## [Dataset records]
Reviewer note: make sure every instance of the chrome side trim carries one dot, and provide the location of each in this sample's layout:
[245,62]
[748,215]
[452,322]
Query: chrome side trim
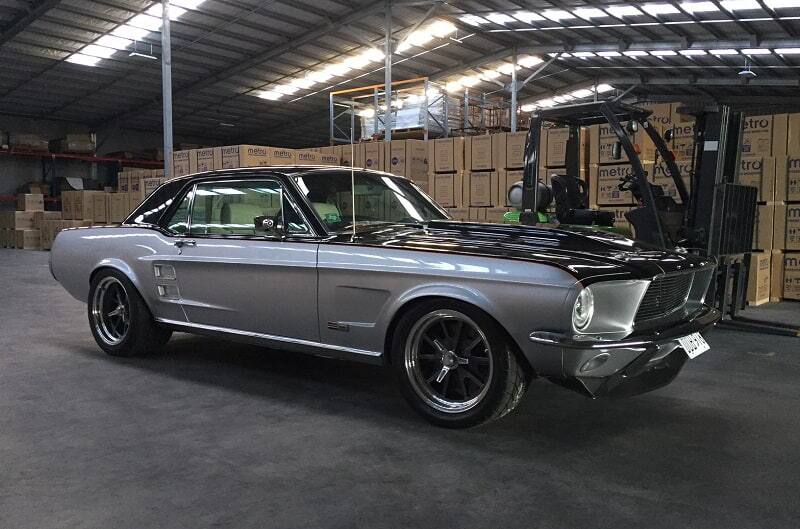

## [Written request]
Revise the items above so that "chrome side trim" becomes "chrome door trim" everywhere it occurs, with every other word and coordinate unchanged. Leave the pictures out of your version.

## [Response to this exercise]
Reviewer note: make sure every instance of the chrome door trim carries one dot, and provide the location of each in this sample's layout:
[245,62]
[748,215]
[452,322]
Query: chrome door trim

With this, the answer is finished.